Required actions »
A. In the blog post about Richard Gaillardetz's Toledo lecture, what appointment does Gaillardetz begin this fall?
B. Write the next part of the blog post about Richard Gaillardetz's Toledo lecture, continuing from its last paragraph.

Document excerpt »

Friday, March 18, 2011

"A Truly Living Tradition...Must Always Be Recontextualized in the Present Moment"

The headline of this post could easily be lifted from my doctoral dissertation, The Creativity of Church Teaching: A Whiteheadian Alternative to the Notion of Development of Doctrine (1983). One of the central points argued there is that church teaching is a process and that the process moves forward by the continuous, endless interplay of scripture, tradition and contemporary experience.

In fact, however, the headline is a direct quotation from Dr. Richard Gaillardetz, a highly regarded Roman Catholic theologian, in his final Murray/Bacik lecture at the University of Toledo on January 27th, "The State of the Church, 2011." The link is to the website of the National Catholic Reporter, which published the complete lecture online, and the second half of it in its print edition of March 4, 2011. The lecture was his last in Toledo because starting this fall he begins his appointment to the Joseph Chair of Catholic Systematic Theology at Boston College.

Supplied material »
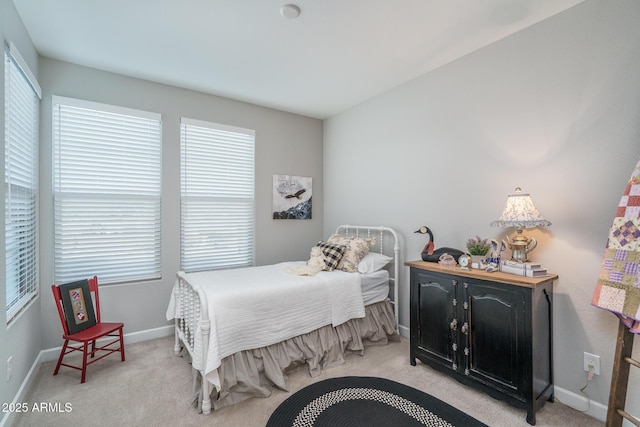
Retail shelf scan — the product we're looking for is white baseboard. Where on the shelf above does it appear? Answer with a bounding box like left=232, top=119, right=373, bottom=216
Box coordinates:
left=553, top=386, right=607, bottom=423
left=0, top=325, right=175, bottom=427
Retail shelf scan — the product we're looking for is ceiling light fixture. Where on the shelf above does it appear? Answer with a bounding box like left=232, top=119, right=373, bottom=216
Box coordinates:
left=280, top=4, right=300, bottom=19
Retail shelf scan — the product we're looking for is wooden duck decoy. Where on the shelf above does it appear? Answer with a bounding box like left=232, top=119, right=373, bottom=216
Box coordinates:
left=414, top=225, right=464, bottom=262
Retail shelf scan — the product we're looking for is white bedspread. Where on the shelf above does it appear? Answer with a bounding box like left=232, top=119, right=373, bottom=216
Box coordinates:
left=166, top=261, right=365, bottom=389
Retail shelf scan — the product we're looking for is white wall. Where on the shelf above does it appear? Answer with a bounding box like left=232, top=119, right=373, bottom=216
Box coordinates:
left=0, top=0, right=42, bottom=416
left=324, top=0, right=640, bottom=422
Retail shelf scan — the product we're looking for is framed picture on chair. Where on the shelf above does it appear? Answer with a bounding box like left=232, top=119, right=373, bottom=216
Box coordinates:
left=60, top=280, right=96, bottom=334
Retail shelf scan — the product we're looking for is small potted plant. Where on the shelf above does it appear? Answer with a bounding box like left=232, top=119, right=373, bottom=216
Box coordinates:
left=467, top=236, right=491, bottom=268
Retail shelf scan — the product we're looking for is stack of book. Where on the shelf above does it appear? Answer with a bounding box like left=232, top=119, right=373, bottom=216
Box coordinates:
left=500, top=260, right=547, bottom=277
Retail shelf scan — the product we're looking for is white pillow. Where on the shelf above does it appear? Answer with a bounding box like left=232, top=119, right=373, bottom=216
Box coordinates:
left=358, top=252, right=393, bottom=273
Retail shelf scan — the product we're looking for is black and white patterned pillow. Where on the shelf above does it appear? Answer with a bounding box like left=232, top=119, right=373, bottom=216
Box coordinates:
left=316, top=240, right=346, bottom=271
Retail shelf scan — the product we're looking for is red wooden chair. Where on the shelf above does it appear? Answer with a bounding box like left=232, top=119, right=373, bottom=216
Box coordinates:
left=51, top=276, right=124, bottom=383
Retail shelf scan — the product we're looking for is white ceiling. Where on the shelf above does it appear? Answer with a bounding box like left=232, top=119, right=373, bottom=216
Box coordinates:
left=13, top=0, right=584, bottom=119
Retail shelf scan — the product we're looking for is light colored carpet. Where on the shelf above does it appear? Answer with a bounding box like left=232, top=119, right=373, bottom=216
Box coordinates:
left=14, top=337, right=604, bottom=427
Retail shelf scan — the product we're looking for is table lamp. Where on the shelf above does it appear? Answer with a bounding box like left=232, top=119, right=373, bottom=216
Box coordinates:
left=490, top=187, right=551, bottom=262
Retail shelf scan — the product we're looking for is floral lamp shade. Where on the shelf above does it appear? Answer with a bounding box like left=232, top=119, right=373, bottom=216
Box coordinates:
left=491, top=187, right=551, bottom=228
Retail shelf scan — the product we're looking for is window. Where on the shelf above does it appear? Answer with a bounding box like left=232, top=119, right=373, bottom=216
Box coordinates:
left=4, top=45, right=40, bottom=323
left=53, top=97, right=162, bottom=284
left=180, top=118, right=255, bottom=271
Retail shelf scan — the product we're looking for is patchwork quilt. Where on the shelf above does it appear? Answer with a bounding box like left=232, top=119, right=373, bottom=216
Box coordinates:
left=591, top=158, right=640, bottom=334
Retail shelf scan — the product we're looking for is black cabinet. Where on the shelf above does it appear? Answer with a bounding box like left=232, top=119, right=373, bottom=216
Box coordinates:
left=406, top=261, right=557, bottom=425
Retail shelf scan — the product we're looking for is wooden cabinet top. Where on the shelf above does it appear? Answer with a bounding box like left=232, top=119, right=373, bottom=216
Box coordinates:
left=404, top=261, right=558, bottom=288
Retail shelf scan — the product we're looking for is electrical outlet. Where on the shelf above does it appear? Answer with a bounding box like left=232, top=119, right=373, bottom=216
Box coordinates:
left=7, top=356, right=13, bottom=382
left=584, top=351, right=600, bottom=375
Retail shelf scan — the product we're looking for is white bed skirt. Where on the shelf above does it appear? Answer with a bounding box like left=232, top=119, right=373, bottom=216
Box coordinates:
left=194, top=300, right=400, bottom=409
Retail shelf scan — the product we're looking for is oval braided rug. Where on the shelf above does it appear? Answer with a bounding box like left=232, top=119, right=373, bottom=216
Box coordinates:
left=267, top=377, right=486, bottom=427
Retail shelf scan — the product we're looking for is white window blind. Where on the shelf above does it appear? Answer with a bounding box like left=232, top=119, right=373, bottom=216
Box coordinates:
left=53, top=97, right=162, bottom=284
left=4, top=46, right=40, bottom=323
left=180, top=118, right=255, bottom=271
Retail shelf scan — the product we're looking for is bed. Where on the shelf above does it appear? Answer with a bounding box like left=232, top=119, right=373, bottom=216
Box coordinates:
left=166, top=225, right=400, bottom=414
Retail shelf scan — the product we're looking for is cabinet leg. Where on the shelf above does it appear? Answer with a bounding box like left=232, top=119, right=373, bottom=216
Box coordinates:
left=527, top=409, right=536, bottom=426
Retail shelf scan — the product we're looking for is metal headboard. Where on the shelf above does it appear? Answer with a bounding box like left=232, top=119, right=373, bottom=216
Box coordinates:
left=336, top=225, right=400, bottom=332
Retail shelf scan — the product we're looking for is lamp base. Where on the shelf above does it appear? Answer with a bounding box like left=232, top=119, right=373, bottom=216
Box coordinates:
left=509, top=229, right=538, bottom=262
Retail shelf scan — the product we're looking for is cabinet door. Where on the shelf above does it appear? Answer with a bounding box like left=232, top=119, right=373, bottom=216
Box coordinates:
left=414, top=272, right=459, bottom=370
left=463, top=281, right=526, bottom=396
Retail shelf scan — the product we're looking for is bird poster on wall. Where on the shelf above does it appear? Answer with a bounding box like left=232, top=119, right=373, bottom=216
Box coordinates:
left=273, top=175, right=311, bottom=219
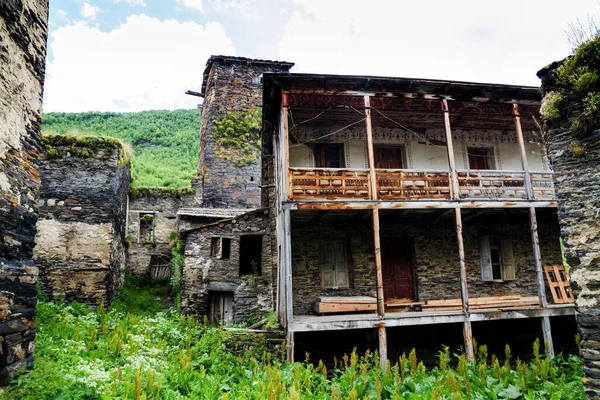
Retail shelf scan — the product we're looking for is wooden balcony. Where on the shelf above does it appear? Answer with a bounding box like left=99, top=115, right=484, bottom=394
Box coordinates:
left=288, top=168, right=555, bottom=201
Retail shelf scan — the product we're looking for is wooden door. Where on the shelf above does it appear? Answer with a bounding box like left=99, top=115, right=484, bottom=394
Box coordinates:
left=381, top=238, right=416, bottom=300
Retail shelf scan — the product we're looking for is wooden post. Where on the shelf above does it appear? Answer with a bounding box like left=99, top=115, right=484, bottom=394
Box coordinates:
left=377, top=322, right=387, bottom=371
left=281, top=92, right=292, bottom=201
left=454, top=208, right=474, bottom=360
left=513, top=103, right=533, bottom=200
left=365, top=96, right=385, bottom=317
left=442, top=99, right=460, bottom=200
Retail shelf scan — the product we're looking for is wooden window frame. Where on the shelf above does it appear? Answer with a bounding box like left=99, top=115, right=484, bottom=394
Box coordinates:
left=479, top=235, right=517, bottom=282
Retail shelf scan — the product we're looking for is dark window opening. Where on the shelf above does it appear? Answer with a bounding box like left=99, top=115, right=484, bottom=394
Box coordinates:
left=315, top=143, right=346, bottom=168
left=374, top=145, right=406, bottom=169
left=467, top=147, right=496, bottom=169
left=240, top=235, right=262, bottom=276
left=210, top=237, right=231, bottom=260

Responses to the tasks »
A. The Joseph Chair of Catholic Systematic Theology at Boston College.

B.
For my money, the import of the Gaillardetz quotation is that it is part of his vision of how the exercise of authority in the church could be productively reformed. It comports very comfortably with the recontextualization model that my dissertation tried to articulate: the interplay of scripture and tradition with contemporary experience results in newer church teachings, which simultaneously take their place among the old and make the old teachings available in a novel context, thereby redefining the limits of the older teachings and redistributing the intensities among them.

The context of Gaillardetz vision is provided by the first half of his lecture, in which he traces the history of American Catholicism from the 19th century to the present, but with particular emphasis on the period since Vatican II. Agreeing with other commentators, he sees the tensions within the church as a struggle between those who remain inspired by the achievements of Vatican II, versus those who bought the very conservative, overly clerical interpretation of Vatican II which Pope John Paul II drummed into Catholics during his historically lengthy reign.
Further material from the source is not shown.